Brasstown is an unincorporated community located mostly within Clay County, North Carolina, United States, though roughly one third of Brasstown is within the adjacent Cherokee County.

Etymology
The name, "Brasstown," was given to several historic towns in the Cherokee region, including this one.  The name resulted from confusion in translating the Cherokee name, "Itse'yĭ" (meaning 'New Green Place' or 'Place of Fresh Green') with "Ûňtsaiyĭ" (meaning "brass").

Annual opossum drop
The Opossum Drop was an annual event at Clay's Corner convenience store organized by Clay and Judy Logan. At midnight on New Year's Eve, instead of dropping an object, a plexiglass box containing a living opossum was lowered from the roof of the store.  At midnight the animal was lowered to the ground while a small crowd of local residents sometimes shot fireworks.

For many years the New Year's Eve celebration took place under much protest and with due cause. In 2018, the "Possum Drop" moved from Brasstown to Andrews, NC with Clay Logan remaining the organizer. In 2019, Clay's Corner reopened under the management of the Logan Family.   The Opossum Drop will not be held again as the young female opossum was caught in a leg hold trap and badly injured.   Her leg was broken and had to be amputated. So, as the possum can no longer be the center of attention, Clay's Corner will now be dropping a fake possum in honor of the tradition.

++++++++

■ STATED GOAL A
In the passage about Brasstown, what two meanings are given for the Cherokee name "Itse'yĭ"?
■ STATED GOAL B
Shorten the paragraph of the passage about Brasstown that begins "The Opossum Drop was an annual event," keeping its main facts.
■ STATED GOAL C
Write what comes next in the passage about Brasstown, picking up after its final sentence.
The lines after the passage about Brasstown come from a separate source.

Stored dataset items:
++++++++

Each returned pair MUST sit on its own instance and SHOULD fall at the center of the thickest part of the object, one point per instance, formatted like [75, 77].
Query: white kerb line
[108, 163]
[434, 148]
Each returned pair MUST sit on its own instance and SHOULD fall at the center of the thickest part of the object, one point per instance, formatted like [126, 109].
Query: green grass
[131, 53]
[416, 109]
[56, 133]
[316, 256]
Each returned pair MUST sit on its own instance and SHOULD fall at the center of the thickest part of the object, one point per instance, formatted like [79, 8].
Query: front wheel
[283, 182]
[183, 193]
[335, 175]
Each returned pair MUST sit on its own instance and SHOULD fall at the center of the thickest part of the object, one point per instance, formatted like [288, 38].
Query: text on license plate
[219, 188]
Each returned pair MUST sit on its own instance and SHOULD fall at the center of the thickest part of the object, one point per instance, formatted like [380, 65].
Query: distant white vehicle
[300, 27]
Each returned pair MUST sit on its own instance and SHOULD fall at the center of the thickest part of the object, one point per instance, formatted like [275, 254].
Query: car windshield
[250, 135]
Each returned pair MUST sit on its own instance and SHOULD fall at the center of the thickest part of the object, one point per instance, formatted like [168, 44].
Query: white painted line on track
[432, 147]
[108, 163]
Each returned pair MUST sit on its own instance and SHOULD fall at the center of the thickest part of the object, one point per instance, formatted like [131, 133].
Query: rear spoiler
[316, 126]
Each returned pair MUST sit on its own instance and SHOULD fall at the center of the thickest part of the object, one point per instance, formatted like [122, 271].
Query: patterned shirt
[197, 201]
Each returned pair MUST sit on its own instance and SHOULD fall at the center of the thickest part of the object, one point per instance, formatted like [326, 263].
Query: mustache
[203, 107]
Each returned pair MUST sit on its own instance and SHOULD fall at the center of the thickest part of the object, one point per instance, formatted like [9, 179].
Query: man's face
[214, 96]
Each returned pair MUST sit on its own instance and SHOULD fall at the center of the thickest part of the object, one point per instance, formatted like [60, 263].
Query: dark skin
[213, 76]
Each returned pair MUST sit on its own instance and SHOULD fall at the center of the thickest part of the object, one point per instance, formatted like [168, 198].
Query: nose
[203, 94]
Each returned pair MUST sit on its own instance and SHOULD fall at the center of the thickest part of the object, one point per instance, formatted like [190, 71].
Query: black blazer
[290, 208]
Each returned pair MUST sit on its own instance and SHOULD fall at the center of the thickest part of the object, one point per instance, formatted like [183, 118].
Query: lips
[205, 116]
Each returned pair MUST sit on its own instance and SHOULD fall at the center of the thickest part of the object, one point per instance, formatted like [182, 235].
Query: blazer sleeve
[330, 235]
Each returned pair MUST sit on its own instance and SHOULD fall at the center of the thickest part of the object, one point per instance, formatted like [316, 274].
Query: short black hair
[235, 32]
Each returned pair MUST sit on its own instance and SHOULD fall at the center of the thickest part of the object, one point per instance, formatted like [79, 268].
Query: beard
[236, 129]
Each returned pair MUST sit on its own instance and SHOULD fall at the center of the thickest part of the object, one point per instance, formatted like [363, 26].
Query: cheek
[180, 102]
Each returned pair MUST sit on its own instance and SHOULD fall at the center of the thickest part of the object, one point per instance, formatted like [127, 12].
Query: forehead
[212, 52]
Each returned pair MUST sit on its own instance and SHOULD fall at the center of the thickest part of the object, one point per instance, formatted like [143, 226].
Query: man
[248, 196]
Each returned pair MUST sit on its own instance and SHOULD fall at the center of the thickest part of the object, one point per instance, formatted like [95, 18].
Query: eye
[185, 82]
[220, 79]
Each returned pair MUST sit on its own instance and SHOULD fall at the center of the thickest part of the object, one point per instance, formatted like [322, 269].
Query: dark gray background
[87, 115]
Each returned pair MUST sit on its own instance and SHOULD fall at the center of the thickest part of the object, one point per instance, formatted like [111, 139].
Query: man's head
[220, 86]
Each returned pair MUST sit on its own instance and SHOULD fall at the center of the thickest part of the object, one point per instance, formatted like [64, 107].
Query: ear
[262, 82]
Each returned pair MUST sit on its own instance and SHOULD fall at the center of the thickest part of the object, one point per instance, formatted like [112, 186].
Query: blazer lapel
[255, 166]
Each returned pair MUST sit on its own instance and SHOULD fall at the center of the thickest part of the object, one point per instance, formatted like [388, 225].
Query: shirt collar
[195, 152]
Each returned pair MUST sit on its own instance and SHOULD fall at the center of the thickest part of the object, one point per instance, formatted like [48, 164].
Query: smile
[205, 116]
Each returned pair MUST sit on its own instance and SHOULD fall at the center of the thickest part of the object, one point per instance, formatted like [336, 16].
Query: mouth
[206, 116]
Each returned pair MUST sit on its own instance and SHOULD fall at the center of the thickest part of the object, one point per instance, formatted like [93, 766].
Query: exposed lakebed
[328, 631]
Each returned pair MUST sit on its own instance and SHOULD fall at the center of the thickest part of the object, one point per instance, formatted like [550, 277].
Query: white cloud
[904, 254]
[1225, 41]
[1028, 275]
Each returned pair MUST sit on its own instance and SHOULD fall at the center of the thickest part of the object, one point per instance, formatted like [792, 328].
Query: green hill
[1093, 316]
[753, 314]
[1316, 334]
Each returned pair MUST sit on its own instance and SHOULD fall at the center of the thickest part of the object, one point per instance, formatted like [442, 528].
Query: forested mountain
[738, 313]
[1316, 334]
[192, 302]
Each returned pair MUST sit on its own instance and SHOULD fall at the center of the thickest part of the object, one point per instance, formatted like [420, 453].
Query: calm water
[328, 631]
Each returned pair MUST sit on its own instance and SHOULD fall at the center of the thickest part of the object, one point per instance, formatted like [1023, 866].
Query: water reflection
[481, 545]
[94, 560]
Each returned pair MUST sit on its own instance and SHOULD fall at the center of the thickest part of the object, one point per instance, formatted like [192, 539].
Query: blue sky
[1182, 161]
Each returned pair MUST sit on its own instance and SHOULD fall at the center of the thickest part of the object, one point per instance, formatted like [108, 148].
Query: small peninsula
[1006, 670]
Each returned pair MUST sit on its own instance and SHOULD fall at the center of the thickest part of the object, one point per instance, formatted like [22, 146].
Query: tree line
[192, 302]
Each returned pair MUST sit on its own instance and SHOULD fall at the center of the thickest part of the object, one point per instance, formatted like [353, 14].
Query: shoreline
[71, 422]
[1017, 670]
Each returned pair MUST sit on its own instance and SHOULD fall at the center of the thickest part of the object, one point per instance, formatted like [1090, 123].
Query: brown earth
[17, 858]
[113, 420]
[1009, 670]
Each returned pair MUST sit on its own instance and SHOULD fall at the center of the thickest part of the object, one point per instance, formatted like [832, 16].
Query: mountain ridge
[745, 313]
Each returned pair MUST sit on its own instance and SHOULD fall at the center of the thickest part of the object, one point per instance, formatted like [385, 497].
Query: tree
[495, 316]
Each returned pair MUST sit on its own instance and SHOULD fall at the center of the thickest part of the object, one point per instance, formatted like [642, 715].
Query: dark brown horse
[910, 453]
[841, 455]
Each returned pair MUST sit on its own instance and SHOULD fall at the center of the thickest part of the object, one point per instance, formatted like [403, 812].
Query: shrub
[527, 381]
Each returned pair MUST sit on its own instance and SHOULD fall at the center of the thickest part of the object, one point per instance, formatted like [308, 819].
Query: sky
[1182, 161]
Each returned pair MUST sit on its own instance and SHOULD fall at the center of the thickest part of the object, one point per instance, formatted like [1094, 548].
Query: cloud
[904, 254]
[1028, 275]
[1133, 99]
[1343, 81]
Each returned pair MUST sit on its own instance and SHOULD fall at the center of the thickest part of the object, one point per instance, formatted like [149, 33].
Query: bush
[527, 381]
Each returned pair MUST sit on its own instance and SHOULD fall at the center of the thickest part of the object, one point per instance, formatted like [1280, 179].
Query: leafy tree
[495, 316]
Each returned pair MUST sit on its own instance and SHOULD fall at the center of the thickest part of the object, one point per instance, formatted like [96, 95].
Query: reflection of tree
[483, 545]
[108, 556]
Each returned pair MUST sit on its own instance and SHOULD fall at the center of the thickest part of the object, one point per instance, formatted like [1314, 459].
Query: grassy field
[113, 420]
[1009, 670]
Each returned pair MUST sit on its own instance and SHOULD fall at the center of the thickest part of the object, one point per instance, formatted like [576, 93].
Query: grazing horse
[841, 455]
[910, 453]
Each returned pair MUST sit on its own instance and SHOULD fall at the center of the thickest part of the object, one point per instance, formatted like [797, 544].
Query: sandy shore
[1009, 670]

++++++++

■ WRITTEN RESPONSE A
It means 'New Green Place' or 'Place of Fresh Green'.

■ WRITTEN RESPONSE B
Clay and Judy Logan organized the Opossum Drop, a yearly New Year's Eve event at Clay's Corner convenience store. At midnight, instead of an object, a plexiglass box holding a live opossum was lowered from the store's roof to the ground, while a small crowd of local residents sometimes set off fireworks.

■ WRITTEN RESPONSE C
Education
The John C. Campbell Folk School, dedicated to preserving and encouraging the folk arts of the Appalachian Mountains, is located in Brasstown. It was listed on the National Register of Historic Places in 1983. The land for the Folk School was donated by Fred O. Scroggs, who wanted to preserve the folk teachings of mountain culture.

Tri-County Race Track
The Tri-County Race Track is a 1/4-mile banked dirt oval race track located in Brasstown, it often hosts races Friday evenings.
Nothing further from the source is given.